§ **Information supplied**:
■ ■ ■ ■ ■

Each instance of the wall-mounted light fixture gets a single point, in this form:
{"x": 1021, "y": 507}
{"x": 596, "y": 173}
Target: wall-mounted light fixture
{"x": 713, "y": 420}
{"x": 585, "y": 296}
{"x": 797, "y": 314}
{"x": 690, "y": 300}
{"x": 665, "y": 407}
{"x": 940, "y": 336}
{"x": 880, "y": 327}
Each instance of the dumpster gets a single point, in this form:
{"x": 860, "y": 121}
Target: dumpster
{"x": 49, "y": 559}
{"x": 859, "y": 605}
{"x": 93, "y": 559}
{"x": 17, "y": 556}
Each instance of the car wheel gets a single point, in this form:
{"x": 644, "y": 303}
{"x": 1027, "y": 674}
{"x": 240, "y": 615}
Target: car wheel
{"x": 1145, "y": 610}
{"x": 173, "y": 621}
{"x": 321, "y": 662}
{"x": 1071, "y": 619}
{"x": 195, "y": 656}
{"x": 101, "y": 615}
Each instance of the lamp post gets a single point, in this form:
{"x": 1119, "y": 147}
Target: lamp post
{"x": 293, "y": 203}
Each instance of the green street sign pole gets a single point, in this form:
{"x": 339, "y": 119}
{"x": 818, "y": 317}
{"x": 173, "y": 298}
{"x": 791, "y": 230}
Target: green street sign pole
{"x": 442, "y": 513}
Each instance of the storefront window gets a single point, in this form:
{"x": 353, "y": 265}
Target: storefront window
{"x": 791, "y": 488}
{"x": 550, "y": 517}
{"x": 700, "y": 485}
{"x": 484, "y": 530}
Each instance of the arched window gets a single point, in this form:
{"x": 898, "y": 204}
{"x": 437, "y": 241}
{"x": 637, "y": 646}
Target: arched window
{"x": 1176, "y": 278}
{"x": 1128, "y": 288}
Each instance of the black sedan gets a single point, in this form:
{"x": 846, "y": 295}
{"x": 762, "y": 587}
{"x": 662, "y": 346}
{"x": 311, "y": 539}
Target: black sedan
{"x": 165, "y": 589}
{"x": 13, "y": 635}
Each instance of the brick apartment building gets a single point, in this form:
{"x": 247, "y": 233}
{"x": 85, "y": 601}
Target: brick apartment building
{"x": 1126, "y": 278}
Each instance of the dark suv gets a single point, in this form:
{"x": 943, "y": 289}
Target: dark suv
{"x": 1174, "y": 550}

■ ■ ■ ■ ■

§ **Task goal**:
Give the data again, exactly as it stands.

§ **The result**:
Each instance of the wall-mounted light fixture gets a single point, in this form:
{"x": 1021, "y": 507}
{"x": 596, "y": 173}
Target: wall-mounted light fixture
{"x": 713, "y": 420}
{"x": 585, "y": 296}
{"x": 797, "y": 314}
{"x": 690, "y": 300}
{"x": 665, "y": 407}
{"x": 940, "y": 336}
{"x": 880, "y": 327}
Each instance of the dumpster gets a single point, in this form:
{"x": 860, "y": 121}
Target: dumpster
{"x": 49, "y": 559}
{"x": 859, "y": 605}
{"x": 93, "y": 559}
{"x": 17, "y": 556}
Each instance of the car wheel gets a single point, in this form:
{"x": 644, "y": 303}
{"x": 1027, "y": 674}
{"x": 240, "y": 615}
Target: car wheel
{"x": 1145, "y": 610}
{"x": 173, "y": 621}
{"x": 321, "y": 662}
{"x": 1071, "y": 619}
{"x": 195, "y": 656}
{"x": 101, "y": 615}
Each instance of the lamp post gets a single point, in this form:
{"x": 1119, "y": 147}
Target: lamp post
{"x": 293, "y": 203}
Each instance of the green street sign pole gets a single point, in this form:
{"x": 339, "y": 119}
{"x": 818, "y": 317}
{"x": 173, "y": 298}
{"x": 791, "y": 230}
Target: green street sign pole
{"x": 442, "y": 513}
Each instance of the storefront window gets a single point, in this form:
{"x": 353, "y": 265}
Target: storefront window
{"x": 791, "y": 488}
{"x": 550, "y": 517}
{"x": 700, "y": 485}
{"x": 484, "y": 530}
Each instance of the arched window gets a single point, in this form:
{"x": 898, "y": 204}
{"x": 437, "y": 241}
{"x": 637, "y": 646}
Target: arched window
{"x": 1176, "y": 278}
{"x": 1128, "y": 288}
Each instance of the black sedan gets a single point, in this form:
{"x": 846, "y": 295}
{"x": 762, "y": 587}
{"x": 662, "y": 346}
{"x": 311, "y": 539}
Target: black sedan
{"x": 165, "y": 589}
{"x": 13, "y": 635}
Each instance of the brick apartment building gets a single point, in this form:
{"x": 247, "y": 233}
{"x": 85, "y": 601}
Target: brick apartment building
{"x": 1126, "y": 278}
Each instance of the dark suv gets a single point, in this form:
{"x": 943, "y": 289}
Target: dark suv
{"x": 1174, "y": 550}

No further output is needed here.